*** Opening Material for this exercise ***
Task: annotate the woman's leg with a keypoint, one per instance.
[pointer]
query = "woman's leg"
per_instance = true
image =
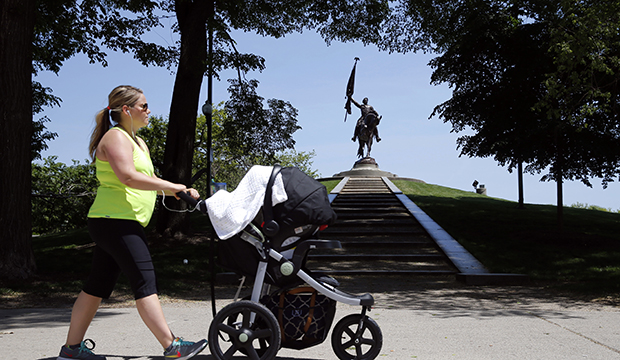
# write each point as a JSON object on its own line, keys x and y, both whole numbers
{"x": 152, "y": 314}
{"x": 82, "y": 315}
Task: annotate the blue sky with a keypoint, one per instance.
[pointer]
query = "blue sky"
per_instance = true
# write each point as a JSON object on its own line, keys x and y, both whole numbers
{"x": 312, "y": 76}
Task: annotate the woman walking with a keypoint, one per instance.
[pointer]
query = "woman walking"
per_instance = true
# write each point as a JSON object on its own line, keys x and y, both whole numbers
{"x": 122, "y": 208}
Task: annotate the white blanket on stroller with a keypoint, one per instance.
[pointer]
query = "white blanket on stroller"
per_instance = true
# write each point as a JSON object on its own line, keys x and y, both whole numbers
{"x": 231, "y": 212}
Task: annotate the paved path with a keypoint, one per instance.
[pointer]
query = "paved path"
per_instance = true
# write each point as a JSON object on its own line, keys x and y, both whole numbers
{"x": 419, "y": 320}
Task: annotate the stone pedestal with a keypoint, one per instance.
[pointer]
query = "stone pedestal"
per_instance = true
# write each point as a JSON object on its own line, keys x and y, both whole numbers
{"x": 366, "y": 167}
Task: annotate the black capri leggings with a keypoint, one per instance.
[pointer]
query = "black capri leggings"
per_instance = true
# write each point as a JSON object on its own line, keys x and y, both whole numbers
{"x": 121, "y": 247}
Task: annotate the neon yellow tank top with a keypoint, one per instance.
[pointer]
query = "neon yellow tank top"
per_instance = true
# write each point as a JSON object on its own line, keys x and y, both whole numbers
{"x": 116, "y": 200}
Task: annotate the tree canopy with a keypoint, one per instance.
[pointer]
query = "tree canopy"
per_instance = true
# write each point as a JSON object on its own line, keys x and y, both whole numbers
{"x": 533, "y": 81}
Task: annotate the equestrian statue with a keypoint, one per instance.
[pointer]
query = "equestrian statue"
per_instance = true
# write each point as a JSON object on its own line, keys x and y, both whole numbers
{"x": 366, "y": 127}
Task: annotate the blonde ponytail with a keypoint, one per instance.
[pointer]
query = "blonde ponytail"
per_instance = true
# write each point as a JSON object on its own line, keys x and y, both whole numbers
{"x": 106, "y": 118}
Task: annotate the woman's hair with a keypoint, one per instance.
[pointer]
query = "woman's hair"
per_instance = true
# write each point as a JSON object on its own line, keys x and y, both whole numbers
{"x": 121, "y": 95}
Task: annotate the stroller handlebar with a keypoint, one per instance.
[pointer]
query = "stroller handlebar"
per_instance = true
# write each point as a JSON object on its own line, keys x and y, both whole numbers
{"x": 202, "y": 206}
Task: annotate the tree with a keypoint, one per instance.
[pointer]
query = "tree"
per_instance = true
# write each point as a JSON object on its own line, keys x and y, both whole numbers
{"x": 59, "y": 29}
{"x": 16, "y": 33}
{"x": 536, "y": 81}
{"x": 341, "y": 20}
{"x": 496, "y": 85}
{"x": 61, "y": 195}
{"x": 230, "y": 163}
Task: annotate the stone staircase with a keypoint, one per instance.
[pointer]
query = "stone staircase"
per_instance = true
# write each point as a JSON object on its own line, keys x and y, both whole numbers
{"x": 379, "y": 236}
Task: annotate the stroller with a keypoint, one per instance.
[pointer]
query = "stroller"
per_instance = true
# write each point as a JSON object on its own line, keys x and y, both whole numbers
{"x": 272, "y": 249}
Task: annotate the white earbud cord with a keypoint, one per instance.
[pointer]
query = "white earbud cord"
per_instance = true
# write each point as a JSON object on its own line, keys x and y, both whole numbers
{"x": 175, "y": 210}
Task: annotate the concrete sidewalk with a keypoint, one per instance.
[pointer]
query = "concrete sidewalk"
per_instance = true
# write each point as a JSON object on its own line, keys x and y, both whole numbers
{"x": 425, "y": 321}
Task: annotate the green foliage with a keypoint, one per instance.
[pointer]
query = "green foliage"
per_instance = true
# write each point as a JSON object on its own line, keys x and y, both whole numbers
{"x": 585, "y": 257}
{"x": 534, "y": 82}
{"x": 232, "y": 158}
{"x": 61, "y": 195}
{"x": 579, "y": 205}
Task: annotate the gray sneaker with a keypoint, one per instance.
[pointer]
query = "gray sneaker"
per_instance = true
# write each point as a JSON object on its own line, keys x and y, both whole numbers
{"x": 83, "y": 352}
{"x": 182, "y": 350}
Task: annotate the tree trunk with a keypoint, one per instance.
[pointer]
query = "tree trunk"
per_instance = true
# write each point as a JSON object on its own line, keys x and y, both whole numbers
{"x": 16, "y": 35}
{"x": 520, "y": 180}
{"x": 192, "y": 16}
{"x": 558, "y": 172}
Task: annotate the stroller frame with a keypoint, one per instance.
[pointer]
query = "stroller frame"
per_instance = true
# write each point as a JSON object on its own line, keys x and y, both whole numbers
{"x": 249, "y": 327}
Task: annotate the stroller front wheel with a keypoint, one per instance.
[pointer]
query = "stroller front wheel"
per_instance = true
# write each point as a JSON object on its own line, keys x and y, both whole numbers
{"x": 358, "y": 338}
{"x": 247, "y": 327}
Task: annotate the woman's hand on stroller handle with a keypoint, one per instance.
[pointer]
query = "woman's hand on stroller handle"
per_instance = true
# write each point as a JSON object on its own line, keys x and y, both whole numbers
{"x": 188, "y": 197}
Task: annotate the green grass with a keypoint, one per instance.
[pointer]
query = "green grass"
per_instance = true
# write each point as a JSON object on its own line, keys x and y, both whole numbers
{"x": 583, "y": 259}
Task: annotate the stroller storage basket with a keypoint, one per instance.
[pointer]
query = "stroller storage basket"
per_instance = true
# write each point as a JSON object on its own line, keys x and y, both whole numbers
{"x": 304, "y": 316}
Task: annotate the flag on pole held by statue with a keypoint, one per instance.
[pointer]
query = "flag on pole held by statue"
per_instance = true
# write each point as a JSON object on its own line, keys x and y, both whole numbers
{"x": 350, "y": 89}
*** Closing Material for this exercise ***
Using the listing, filter for "pole" and return the matching lines.

Solution:
Task: annotate the flag on pole held by statue with a keypoint, one per instance.
query = "flag on pole held by statue"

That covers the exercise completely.